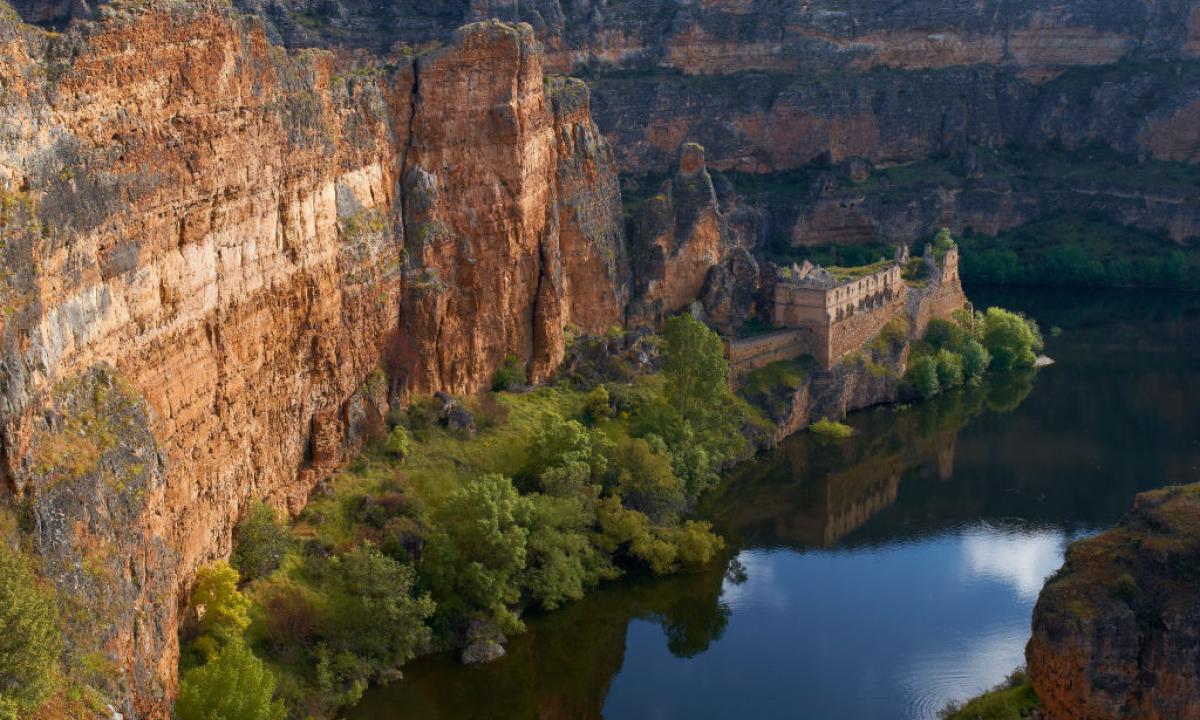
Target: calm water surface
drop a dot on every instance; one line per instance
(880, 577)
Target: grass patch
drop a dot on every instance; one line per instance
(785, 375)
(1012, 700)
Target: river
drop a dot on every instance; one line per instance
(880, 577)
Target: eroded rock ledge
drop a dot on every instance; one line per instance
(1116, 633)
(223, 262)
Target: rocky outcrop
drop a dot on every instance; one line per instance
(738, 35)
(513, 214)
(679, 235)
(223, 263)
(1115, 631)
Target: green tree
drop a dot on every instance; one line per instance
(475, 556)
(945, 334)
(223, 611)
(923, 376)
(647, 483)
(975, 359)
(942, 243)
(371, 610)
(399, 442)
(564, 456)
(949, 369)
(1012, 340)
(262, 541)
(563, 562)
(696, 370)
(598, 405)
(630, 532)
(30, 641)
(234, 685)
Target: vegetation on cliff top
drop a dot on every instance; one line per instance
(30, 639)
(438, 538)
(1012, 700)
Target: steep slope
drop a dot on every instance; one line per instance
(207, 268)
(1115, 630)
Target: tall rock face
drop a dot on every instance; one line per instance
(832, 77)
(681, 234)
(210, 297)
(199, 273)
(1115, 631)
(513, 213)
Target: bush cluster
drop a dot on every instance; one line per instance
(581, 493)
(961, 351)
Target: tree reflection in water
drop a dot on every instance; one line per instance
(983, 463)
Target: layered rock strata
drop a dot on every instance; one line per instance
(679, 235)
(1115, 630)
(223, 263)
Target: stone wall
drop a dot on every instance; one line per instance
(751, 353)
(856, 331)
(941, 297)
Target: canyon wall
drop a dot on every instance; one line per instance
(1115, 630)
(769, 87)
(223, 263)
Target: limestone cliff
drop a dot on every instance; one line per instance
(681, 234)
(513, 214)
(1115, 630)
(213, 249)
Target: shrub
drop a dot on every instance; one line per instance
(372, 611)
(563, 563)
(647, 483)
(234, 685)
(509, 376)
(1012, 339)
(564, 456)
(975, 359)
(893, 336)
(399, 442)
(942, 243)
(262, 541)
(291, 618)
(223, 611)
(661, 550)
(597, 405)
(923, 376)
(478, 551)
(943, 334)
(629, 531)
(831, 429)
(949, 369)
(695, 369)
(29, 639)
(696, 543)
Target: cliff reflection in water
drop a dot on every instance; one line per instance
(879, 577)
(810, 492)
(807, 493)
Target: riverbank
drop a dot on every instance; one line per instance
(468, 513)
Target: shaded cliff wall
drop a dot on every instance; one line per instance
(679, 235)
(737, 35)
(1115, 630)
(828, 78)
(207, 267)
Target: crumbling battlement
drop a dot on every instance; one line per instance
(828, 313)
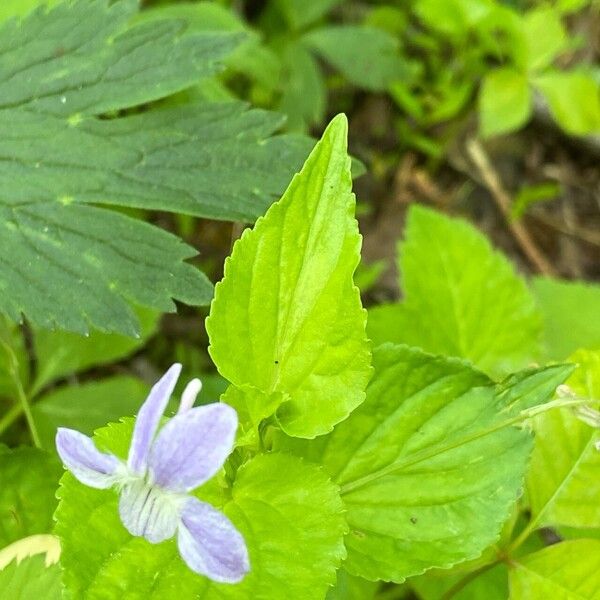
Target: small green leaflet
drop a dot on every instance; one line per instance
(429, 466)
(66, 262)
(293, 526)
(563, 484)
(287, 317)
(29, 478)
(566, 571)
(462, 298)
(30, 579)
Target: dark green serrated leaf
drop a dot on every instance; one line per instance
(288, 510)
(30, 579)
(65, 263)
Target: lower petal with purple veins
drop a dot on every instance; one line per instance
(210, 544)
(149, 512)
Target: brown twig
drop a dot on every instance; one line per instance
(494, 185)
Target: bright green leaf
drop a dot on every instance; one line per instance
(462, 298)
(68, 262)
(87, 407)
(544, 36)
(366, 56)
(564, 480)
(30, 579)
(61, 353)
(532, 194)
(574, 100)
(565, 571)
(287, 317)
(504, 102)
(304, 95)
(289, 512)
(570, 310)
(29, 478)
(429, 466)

==

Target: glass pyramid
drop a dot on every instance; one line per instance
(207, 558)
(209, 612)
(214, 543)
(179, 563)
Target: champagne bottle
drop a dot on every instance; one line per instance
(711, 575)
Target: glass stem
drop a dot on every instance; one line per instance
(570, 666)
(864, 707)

**Work to be completed**
Find every line in the entries above that contains the string "tree" and copy each one out in full. Case counts.

**Solution for this problem**
Target: green tree
Target: tree reflection in water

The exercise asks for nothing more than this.